§ SHORT PROBLEM
Edit the items below, replacing "Tag every instance" with "Mark each instance" throughout and keeping everything else the same.

§ GIVEN RECORDS
start

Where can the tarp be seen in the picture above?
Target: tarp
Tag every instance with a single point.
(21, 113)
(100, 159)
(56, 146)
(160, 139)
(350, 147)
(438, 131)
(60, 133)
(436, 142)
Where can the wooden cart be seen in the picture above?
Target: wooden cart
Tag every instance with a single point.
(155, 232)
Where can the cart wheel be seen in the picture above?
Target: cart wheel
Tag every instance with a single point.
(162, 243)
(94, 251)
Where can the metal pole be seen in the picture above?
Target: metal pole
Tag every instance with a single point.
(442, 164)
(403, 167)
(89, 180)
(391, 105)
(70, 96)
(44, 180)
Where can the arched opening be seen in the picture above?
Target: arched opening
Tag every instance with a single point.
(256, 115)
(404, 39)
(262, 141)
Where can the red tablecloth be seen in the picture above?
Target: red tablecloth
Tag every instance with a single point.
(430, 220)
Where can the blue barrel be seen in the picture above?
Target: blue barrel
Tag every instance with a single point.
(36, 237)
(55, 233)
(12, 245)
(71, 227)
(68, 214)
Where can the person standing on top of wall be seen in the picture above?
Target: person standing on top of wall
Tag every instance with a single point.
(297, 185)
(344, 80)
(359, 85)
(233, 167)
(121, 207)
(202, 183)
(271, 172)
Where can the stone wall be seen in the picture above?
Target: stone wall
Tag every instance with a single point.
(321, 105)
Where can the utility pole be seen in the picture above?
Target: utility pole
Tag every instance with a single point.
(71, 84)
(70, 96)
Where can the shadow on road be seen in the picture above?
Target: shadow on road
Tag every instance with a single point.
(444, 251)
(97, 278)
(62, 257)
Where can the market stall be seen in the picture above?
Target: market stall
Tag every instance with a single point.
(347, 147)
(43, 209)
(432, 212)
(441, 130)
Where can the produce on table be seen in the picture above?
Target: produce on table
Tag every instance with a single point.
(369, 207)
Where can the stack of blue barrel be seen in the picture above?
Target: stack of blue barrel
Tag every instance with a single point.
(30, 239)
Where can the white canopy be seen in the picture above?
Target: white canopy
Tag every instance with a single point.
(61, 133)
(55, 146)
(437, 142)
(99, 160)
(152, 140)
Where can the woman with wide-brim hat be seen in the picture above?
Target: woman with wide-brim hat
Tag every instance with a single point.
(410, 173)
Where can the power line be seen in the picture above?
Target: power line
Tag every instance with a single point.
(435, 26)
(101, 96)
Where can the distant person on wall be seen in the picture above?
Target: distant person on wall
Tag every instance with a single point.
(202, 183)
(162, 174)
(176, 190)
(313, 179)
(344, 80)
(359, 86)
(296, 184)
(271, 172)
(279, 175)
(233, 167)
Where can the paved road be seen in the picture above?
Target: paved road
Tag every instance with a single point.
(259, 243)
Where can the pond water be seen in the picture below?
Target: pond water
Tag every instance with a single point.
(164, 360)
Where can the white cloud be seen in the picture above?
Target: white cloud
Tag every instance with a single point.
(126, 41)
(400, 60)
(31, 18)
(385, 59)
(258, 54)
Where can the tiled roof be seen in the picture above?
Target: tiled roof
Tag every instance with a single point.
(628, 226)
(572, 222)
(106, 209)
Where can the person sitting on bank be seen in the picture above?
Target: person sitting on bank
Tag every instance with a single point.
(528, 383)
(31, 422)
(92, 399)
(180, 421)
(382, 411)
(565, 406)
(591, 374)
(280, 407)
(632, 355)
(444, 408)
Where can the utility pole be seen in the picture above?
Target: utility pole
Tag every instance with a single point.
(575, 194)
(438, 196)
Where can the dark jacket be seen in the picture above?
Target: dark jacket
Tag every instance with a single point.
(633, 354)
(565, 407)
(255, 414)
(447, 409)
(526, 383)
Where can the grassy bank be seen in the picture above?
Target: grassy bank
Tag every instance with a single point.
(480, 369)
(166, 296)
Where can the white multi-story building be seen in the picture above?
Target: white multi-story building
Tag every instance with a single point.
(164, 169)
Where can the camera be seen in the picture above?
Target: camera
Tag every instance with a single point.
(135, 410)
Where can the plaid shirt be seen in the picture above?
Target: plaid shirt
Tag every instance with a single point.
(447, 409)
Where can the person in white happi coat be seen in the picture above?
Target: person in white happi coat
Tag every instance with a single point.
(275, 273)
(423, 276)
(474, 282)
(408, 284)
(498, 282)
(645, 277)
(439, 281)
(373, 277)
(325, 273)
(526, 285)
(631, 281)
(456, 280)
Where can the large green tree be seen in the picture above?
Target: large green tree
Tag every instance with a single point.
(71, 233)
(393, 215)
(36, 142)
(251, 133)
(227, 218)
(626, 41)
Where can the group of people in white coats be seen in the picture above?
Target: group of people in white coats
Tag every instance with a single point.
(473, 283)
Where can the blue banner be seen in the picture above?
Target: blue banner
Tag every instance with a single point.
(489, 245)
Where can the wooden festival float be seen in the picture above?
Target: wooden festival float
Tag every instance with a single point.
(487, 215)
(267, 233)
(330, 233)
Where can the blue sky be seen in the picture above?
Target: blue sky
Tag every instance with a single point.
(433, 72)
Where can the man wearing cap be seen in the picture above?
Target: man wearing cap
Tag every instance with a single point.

end

§ EXERCISE RESULT
Where can the tarp be seen in the picture above?
Target: tarp
Mark each instance with a single point.
(21, 113)
(100, 159)
(56, 146)
(160, 139)
(350, 147)
(438, 131)
(60, 133)
(436, 142)
Where can the wooden cart be seen in the picture above?
Target: wooden cart
Mark each instance with a single point.
(155, 232)
Where can the cart wheel be seen in the picture above?
Target: cart wheel
Mark each instance with a single point.
(162, 243)
(94, 251)
Where can the metal pole be seen in the picture above?
Target: metal pole
Mark each instance with a single point.
(442, 164)
(403, 167)
(89, 180)
(391, 105)
(70, 96)
(44, 180)
Where can the arched opening be seen in the picture above?
Target: arched opening
Mark each instance with a single point.
(256, 115)
(404, 39)
(262, 141)
Where can the red tablecloth be seen in the picture above?
Target: red tablecloth
Mark each instance with a single point.
(430, 220)
Where can the blue barrel be seen in the picture above?
Target: blue barrel
Mark each instance with a single point.
(36, 237)
(55, 233)
(12, 245)
(71, 227)
(68, 214)
Where can the person standing on top of wall be seen in the picture above?
Target: person standing on top of wall
Mark each instance with a single point.
(297, 185)
(344, 80)
(359, 85)
(233, 167)
(121, 207)
(202, 183)
(271, 172)
Where can the stone wall be seen in the picture above?
Target: stone wall
Mark each instance with a single point.
(321, 105)
Where can the utility pole be seen in the picture above?
Target: utility pole
Mark each instance with a single point.
(71, 84)
(70, 96)
Where can the shadow on road be seen in the picture above?
Target: shadow on road
Mark each instance with a single point.
(444, 251)
(97, 278)
(62, 257)
Where can the market stall be seen in the picture above?
Target: market stall
Mark each instance with a single point.
(347, 147)
(43, 209)
(432, 212)
(441, 130)
Where can the produce on table be seen in the picture above?
Target: produce on table
Mark each instance with a single point.
(369, 207)
Where can the stack of blue barrel be seen in the picture above?
Target: stack of blue barrel
Mark each instance with a single point.
(30, 239)
Where can the white canopy be seen in the picture above?
Target: white canopy
Mark each instance with a single point.
(61, 133)
(55, 146)
(437, 142)
(99, 160)
(152, 140)
Where can the woman with wide-brim hat be seen in the picture above?
Target: woman with wide-brim hat
Mark each instance with a single point.
(410, 173)
Where can the power line be seen in the picture above?
Target: power line
Mark each instance with a single point.
(435, 26)
(101, 96)
Where can the distant person on wall be seen in the picture above?
Target: distant person on wall
Mark each instance with a single point.
(202, 183)
(162, 174)
(176, 190)
(313, 179)
(344, 80)
(359, 86)
(296, 184)
(271, 172)
(279, 175)
(233, 167)
Where can the paved road be seen in the picture above?
Target: paved road
Mark each instance with a single point.
(259, 243)
Where can the pond water be seen in the picture below?
Target: pond water
Mark each instance with a single point.
(164, 360)
Where can the white cloud be seen in the picture above?
Target: white cloud
Mark each instance with a single point.
(126, 41)
(400, 60)
(31, 18)
(385, 59)
(258, 54)
Where can the tiled roof be seen in the picture above?
Target: tiled roof
Mark each instance with a single point.
(628, 226)
(572, 222)
(106, 209)
Where can the person sitting on bank be seen in the picture above?
Target: person sitting on bank
Mark each instance with a single point.
(528, 383)
(31, 422)
(92, 399)
(180, 421)
(382, 411)
(565, 406)
(591, 374)
(280, 407)
(632, 355)
(444, 408)
Where can the utility pole be seen in the picture above?
Target: utility pole
Mark each instance with a single point.
(575, 194)
(438, 196)
Where can the dark jacket be seen in the picture above?
Target: dark jacket
Mark each instance with a single point.
(633, 354)
(565, 407)
(255, 414)
(447, 409)
(526, 383)
Where can the grassy bank be seen in the picture above?
Target: grassy bank
Mark each instance with a single point.
(480, 369)
(166, 296)
Where can the white multi-story building be seen in the picture above?
Target: white multi-story building
Mark each instance with a single point.
(164, 169)
Where can the camera be seen in the picture above?
Target: camera
Mark each instance with a single point.
(135, 410)
Where can the plaid shirt be seen in the picture above?
Target: plaid shirt
Mark each instance with a single point.
(447, 409)
Where can the person in white happi coat be seen in the picture above?
Target: person in white happi coat
Mark each instance with a single point.
(275, 273)
(423, 276)
(474, 282)
(408, 284)
(498, 282)
(645, 277)
(439, 281)
(373, 277)
(325, 273)
(526, 285)
(631, 281)
(456, 280)
Where can the large green tree be seen in the picture above?
Target: large green tree
Mark each instance with a single point.
(71, 233)
(393, 215)
(36, 142)
(251, 133)
(227, 218)
(626, 41)
Where can the group of people in white coats be seen in the picture above?
Target: group of people in white coats
Mark each instance with a single point.
(473, 283)
Where can the blue banner be seen in the picture above?
Target: blue banner
Mark each instance with a single point.
(489, 245)
Where can the wooden festival float be seen in the picture above?
Target: wooden festival float
Mark each instance with a single point.
(487, 215)
(267, 233)
(330, 233)
Where can the blue sky be seen in the picture above?
Target: blue sky
Mark each instance with a single point.
(433, 72)
Where can the man wearing cap be seen in the picture above?
Target: man wearing cap
Mark each instance with a single point.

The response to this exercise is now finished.